» **Çalışma yönergeleri**:
[a] Aşağıdaki (i), (ii) ve (iii) ifadelerinin Sirius hakkındaki metinle uyuşup uyuşmadığını belirleyin. Her ifade için evet ya da hayır deyin ve kararı veren sözleri metinden aynen aktarın.
(i) Eski Mısırlılar takvimlerini Sirius'un helyak doğuşuna göre düzenlemişti.
(ii) Polinezyalılar Sirius'u yazın habercisi olarak görürdü.
(iii) Sirius, eski Mısır panteonunda Osiris ile özdeşleştirilirdi.
[b] Sirius hakkındaki metni son cümlesinden sonra gelecek bir paragrafla sürdürün.

» **Verilen metin**:
◇ ◇ ◇ ◇

Sirius, aynı zamanda, yer aldığı takımyıldızdaki ön plana çıkmasından dolayı, geleneklerde köpek-yıldız olarak da adlandırılır. Bu yıldız pek çok mitolojik ve folklorik öykülere Güneş’ten bağımsız bir biçimde konu olabilmiştir. Sirius’un helyak doğuşu antik Mısır’da Nil Nehri’nin taşmalarını, antik Yunan’da “köpek günleri”nin (kavurucu sıcak günler) başlangıcını işaret ediyordu. Polinezyalılar için ise yıldız kışın habercisi ve Pasifik Okyanusu'nda navigasyonları için bir referans kaynağıydı.
<hiero>X1:N14-M44</hiero> Sirius'un üçgen, yarım daire ve beş uçlu yıldız gliflerinden oluşan hiyeroglifi |
Çeşitli uygarlıklara ait en eski astronomik kayıtlarda adı geçen yıldızlardan olan Sirius, eski Mısır’da Sopdet (Grekçe’ye uyarlanmış haliyle Sothis, yıldızın Grekçe’deki adı ise Seirios’dur) olarak bilinirdi. Eski Mısır’da “Orta Krallık” döneminde, Mısırlılar takvimlerini Sirius’un helyak doğuşuna göre düzenlemişlerdi. Bu takvimde esas alınan gün ise, Sirius’un doğuşunun Güneş’in ışığından yeterince uzaklaşmış olmasından sonra, Güneş’in doğuşundan hemen önce açıkça görülür hale geldiği gündü. Bir başka deyişle bu, Sirius’un Mısır göklerinde 70 günlük yokluğundan sonra belirdiği gündü ve Nil Nehri’nin her yılki taşmasından hemen öncesine ve yaz gündönümüne denk gelirdi. Sirius’u (Sothis) ifade eden hiyeroglifin glifleri üçgen, beş uçlu yıldız ve yarım dairedir. Sirius eski Mısır panteonunda İsis ilahesi ile özdeşleştirilirdi ki, İsis, eşi Osiris ve oğlu Horus ile bir üçlem oluştururdu. Sirius’un gökyüzünde görülmediği sözkonu 70 gün, İsis ve Osiris’in duat denilen öte-alemde seyrettikleri dönemi simgelerdi.

◇ ◇ ◇ ◇

» **Veri bölümü**:
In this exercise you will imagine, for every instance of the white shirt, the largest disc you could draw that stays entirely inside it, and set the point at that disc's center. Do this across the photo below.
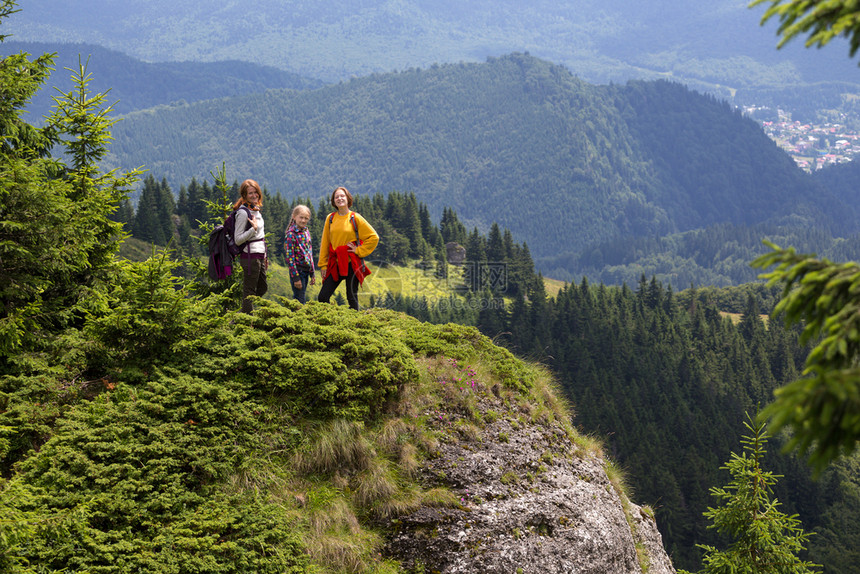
(250, 234)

◇ ◇ ◇ ◇

» **Alıştırmanın yanıtları**:
[a]
(i) Evet: "Eski Mısır’da “Orta Krallık” döneminde, Mısırlılar takvimlerini Sirius’un helyak doğuşuna göre düzenlemişlerdi."
(ii) Hayır: "Polinezyalılar için ise yıldız kışın habercisi ve Pasifik Okyanusu'nda navigasyonları için bir referans kaynağıydı."
(iii) Hayır: "Sirius eski Mısır panteonunda İsis ilahesi ile özdeşleştirilirdi"

[b]
Pek çok eski Mısır tapınağı, iç odaları Sirius'u görecek biçimde inşa edilmişti. Örneğin, Keops Piramidi'nin Kraliçe Odası'nın duvarında açılan bir kanal yalnızca Sirius'u görmek üzere yapılmıştı.
Eski Yunanlar, Sirius’un bu kaybolduğu dönemden sonra tekrar gökyüzünde belirmesinin sıcak ve kurak yazı haber verdiğine inanırlar ve ayrıca bunun canlılar üzerinde bitkileri solduran, erkekleri güçsüzleştiren, kadınları tahrik eden birtakım etkileri olduğunu sanarak kaygılanırlardı.
Eski kayıtlarda, yaz başlangıcındaki hava koşullarının bozulduğu hallerde Sirius’un daha fazla parladığının gözlemlendiği kaydedilmiştir ki, eski Yunan gözlemcilere göre bu, söz konusu yıldızdan olumsuz etkiler yaratan birtakım tesirler yayıldığı anlamını taşıyordu. İnsanların bu tesirlere maruz kalması olayına Grekçe’de “yıldızca çarpılmış olmak” anlamında “astroboletos /αστροβολητος olmak” deniyordu. Böylece Sirius Batı edebiyatında “yakan” ya da “alevler saçan” olarak betimlendi. Bu yıldızın belirmesinin ardından gelen mevsim dönemi de “yaz köpeğinin günleri” olarak bilinir. Vaktiyle Ege Denizi’ndeki Ceos (Kea) Adası’nda yaşayanlar, soğukların azalması için Sirius ve Zeus’a kurban keserler ve yaz mevsimindeki temel rolünü oynamak üzere tekrar belirmesini beklerlerdi. Yıldızın parlaklık haline bakarak kendilerini iyi bir talihin bekleyip beklemediğine karar verirlerdi; örneğin yıldızın sisli, puslu halde veya ışığı zayıf biçimde görünmesi vebayı haber veriyor anlamında yorumlanıyordu. Bu adada bulunan MÖ 3. yüzyıla ait paralarda ışınlar yayan köpek ve yıldız tasvirlerinin bulunması Sirius’un bu adadaki önemini vurgulamaktadır.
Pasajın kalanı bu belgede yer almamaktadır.